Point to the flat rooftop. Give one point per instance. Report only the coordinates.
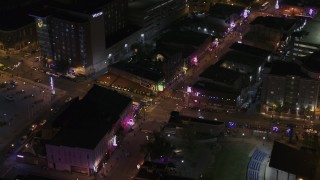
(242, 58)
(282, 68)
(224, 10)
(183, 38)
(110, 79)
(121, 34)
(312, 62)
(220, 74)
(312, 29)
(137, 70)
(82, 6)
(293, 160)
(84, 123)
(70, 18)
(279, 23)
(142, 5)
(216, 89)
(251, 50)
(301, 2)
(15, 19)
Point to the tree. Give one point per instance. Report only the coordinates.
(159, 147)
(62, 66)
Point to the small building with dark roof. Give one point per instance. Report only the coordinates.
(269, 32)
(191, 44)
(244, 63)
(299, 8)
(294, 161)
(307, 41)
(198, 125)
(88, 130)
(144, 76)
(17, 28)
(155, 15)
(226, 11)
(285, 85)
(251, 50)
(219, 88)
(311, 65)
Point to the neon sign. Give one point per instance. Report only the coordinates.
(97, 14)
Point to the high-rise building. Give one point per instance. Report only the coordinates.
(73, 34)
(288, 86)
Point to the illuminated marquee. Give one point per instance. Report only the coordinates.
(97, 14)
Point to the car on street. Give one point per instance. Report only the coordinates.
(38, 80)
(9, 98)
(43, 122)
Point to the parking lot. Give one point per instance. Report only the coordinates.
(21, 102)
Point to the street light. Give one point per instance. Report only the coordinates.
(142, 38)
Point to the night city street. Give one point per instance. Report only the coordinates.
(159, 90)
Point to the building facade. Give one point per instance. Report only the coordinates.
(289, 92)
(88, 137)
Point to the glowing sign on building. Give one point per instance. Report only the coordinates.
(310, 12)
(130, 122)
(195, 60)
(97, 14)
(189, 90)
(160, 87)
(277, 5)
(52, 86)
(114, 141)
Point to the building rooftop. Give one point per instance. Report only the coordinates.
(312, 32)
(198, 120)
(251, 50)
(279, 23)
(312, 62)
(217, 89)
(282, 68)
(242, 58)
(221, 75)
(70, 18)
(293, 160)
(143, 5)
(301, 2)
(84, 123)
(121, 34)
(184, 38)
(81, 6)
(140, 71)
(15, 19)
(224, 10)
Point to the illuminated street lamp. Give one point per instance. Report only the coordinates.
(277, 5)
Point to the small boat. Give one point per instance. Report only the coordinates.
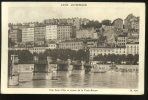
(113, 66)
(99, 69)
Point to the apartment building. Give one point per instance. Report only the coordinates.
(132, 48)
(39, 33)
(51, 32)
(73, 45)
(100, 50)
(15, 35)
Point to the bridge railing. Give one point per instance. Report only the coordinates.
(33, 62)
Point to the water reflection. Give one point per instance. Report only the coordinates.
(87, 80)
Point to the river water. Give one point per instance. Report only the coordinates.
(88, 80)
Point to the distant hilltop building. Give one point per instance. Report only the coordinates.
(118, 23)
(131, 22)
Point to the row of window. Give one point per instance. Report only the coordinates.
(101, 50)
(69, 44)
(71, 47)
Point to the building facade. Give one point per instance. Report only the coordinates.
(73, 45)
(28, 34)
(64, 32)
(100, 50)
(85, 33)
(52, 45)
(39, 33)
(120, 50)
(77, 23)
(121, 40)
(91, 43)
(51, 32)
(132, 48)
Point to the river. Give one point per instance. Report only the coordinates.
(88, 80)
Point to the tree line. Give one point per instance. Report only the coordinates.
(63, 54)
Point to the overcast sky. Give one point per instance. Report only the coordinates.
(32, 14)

------------------------------------------------

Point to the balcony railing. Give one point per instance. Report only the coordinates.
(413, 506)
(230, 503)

------------------------------------------------

Find every line in the records above that contains the string "rooftop", and copy each one. Case counts.

**Output of the exercise:**
Point to the flat rooftop. Give one point per instance. Report only the coordinates.
Point to the building rooftop. Give one point per instance. Report only the coordinates.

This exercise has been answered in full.